__Instruction 1__.
Could you return, word for word, the part of the CIC-DDoS2019 dataset description starting with "There are a" and going on through "and exploitation-based attacks."?
__Instruction 2__.
Can you resume the CIC-DDoS2019 dataset description, continuing on from its final sentence?

__Article__.
------
DDoS evaluation dataset (CIC-DDoS2019)

Distributed Denial of Service (DDoS) attack is a menace to network security that aims at exhausting the target networks with malicious traffic. Although many statistical methods have been designed for DDoS attack detection, designing a real-time detector with low computational overhead is still one of the main concerns. On the other hand, the evaluation of new detection algorithms and techniques heavily relies on the existence of well-designed datasets.

In this paper, we first review the existing datasets comprehensively and propose a new taxonomy for DDoS attacks. Secondly, we generate a new dataset, namely CICDDoS2019, which remedies all current shortcomings. Thirdly, using the generated dataset, we propose a new detection and family classification approach based on a set of network flow features. Finally, we provide the most important feature sets to detect different types of DDoS attacks with their corresponding weights.

1. Introduction

There are a number of survey studies that have proposed taxonomies with respect to DDoS attacks. Although all have done a commendable job in proposing new taxonomies, the scope of attacks has so far been limited. There is a need to identify new attacks and come up with new taxonomies. Hence, we have analyzed new attacks that can be carried out using TCP/UDP based protocols at the application layer and proposed a new taxonomy. The rest of this sub-section has been explained the detailed taxonomy of DDoS attacks and illustrated in Figure 1, in terms of reflection-based and exploitation-based attacks.
------
__Data lines__.
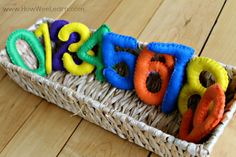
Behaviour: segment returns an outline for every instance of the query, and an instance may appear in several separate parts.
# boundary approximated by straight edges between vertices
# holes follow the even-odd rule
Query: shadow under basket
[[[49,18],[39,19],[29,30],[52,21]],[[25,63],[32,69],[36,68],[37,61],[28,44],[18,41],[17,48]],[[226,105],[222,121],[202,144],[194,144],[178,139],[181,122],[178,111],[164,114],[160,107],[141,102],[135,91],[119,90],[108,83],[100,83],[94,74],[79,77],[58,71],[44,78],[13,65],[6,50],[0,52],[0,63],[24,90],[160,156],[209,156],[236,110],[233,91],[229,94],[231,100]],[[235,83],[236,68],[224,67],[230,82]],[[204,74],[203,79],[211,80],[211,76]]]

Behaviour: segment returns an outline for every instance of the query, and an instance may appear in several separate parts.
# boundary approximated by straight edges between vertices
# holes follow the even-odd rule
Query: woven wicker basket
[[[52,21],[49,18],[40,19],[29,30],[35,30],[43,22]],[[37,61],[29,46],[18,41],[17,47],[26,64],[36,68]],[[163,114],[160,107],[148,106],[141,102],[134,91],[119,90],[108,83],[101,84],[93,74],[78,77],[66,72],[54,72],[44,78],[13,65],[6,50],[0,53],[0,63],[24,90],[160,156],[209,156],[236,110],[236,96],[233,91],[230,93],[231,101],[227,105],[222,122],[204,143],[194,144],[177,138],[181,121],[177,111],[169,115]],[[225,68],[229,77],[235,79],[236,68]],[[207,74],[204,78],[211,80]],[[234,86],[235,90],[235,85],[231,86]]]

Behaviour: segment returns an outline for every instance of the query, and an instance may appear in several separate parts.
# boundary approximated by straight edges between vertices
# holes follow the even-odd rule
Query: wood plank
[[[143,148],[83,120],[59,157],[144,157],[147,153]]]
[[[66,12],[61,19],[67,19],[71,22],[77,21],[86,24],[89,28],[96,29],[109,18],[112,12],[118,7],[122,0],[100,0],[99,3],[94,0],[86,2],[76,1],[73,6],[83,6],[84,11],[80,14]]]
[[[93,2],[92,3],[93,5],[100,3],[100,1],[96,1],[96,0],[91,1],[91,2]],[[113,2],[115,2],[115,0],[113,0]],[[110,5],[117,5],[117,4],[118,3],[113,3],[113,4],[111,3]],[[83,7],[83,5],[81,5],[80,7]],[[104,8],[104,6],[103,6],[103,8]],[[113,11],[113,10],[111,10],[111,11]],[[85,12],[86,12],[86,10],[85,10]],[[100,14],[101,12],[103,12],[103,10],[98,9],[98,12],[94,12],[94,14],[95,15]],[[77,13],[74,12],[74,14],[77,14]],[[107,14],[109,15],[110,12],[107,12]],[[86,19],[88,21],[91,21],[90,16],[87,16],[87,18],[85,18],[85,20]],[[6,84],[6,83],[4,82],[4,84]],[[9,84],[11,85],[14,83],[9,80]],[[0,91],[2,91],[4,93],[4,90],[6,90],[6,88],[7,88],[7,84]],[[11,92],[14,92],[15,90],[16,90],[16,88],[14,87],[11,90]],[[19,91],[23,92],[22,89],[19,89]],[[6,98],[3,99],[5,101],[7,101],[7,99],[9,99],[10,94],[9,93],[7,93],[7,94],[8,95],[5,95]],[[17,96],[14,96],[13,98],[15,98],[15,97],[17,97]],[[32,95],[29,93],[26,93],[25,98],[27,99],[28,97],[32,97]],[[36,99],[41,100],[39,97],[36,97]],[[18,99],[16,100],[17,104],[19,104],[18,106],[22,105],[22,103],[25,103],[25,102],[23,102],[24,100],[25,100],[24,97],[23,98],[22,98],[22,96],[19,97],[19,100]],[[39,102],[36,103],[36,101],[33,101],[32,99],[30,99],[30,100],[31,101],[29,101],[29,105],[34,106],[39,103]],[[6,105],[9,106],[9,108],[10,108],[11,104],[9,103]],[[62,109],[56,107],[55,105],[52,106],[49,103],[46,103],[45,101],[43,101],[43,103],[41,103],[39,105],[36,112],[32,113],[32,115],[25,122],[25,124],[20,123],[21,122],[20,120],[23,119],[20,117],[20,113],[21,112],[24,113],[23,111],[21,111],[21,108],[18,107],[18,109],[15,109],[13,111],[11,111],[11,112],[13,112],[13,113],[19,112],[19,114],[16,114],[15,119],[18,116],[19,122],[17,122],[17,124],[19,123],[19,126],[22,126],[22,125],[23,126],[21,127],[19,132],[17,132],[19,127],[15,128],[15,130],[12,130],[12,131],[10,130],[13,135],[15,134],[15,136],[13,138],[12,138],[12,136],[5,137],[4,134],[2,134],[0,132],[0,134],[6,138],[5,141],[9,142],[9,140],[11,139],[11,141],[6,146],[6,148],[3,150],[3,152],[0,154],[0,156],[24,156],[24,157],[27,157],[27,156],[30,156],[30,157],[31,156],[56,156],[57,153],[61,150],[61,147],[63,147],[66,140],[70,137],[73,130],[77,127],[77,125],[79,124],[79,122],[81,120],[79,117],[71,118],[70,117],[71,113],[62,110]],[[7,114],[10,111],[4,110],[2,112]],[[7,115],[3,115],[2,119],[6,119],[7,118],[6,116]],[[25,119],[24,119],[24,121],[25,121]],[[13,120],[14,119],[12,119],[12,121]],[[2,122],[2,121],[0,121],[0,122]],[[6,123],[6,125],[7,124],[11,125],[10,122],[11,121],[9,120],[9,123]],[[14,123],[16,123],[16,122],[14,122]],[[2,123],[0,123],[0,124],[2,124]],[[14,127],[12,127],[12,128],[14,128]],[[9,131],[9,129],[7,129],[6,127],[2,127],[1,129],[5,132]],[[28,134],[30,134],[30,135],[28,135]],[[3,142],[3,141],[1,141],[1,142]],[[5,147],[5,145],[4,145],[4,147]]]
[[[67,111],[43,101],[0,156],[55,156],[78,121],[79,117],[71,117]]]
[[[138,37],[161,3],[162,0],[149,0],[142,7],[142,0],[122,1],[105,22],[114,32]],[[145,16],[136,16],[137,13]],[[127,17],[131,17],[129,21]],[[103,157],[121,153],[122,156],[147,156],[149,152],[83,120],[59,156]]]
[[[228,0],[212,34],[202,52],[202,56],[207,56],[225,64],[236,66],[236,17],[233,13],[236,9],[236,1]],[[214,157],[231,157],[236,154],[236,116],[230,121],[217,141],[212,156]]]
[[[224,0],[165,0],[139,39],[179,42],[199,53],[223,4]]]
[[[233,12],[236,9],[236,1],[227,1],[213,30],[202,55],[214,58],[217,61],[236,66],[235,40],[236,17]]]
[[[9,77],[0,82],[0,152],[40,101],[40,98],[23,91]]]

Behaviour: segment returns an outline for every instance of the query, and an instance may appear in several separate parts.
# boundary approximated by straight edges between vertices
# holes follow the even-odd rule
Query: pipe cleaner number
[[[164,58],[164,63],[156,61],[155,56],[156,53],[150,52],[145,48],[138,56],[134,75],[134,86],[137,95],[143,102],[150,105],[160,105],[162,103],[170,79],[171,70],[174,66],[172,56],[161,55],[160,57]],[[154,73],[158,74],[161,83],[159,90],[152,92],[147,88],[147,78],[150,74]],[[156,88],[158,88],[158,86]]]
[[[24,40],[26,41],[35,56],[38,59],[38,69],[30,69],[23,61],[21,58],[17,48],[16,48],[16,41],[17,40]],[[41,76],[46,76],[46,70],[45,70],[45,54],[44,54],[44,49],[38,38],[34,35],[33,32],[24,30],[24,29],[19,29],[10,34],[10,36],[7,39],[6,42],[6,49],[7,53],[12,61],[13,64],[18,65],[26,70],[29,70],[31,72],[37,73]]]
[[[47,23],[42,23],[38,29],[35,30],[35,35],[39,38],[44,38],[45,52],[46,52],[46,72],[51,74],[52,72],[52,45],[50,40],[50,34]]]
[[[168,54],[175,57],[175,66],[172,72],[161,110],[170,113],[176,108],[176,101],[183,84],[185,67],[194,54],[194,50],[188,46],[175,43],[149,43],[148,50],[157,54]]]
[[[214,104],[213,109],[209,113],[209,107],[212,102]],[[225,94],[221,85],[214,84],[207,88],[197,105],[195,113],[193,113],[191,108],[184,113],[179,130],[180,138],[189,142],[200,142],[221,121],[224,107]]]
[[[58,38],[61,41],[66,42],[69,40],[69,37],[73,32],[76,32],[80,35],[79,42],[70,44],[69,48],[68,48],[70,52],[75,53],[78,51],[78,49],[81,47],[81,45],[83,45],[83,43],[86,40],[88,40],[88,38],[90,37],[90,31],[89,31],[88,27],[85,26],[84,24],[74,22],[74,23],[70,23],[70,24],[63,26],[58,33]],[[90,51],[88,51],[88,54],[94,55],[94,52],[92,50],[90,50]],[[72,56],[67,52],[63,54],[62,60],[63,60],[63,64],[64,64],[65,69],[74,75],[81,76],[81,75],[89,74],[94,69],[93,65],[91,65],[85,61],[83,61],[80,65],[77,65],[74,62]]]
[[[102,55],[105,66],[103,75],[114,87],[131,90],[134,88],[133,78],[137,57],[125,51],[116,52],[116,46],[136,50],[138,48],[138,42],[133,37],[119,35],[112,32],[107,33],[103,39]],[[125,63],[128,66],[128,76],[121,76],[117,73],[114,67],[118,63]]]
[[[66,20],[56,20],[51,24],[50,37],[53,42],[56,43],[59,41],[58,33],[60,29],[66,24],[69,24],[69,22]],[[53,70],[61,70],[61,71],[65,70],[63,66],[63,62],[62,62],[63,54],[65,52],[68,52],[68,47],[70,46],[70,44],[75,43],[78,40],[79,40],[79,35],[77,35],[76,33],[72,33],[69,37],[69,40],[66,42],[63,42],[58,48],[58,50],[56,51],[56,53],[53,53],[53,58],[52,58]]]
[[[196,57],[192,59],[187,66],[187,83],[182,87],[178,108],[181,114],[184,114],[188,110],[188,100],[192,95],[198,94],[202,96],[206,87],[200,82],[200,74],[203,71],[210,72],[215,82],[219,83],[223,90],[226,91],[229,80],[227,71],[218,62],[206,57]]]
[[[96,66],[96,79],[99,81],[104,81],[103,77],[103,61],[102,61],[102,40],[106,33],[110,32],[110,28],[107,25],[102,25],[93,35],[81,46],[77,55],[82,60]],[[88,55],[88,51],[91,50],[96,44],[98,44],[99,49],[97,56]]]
------
__Exercise response 1__.
There are a number of survey studies that have proposed taxonomies with respect to DDoS attacks. Although all have done a commendable job in proposing new taxonomies, the scope of attacks has so far been limited. There is a need to identify new attacks and come up with new taxonomies. Hence, we have analyzed new attacks that can be carried out using TCP/UDP based protocols at the application layer and proposed a new taxonomy. The rest of this sub-section has been explained the detailed taxonomy of DDoS attacks and illustrated in Figure 1, in terms of reflection-based and exploitation-based attacks.

__Exercise response 2__.
Reflection-based DDoS: Are those kinds of attacks in which the identity of the attacker remains hidden by utilizing legitimate third-party component. The packets are sent to reflector servers by attackers with source IP address set to target victim’s IP address to overwhelm the victim with response packets. These attacks can be carried out through application layer protocols using transport layer protocols, i.e., Transmission control protocol (TCP), User datagram protocol (UDP) or through a combination of both. As Figure 1 shows, in this category, TCP based attacks include MSSQL, SSDP while as UDP based attacks include CharGen, NTP and TFTP. There are certain attacks that can be carried out using either TCP or UDP like DNS, LDAP, NETBIOS and SNMP.

Exploitation-based attacks: Are those kinds of attacks in which the identity of the attacker remains hidden by utilizing legitimate third-party component. The packets are sent to reflector servers by attackers with the source IP address set to the target victim’s IP address to overwhelm the victim with response packets. These attacks can also be carried out through application layer protocols using transport layer protocols i.e., TCP and UDP. TCP based exploitation attacks include SYN flood and UDP based attacks include UDP flood and UDP- Lag. UDP flood attack is initiated on the remote host by sending a large number of UDP packets.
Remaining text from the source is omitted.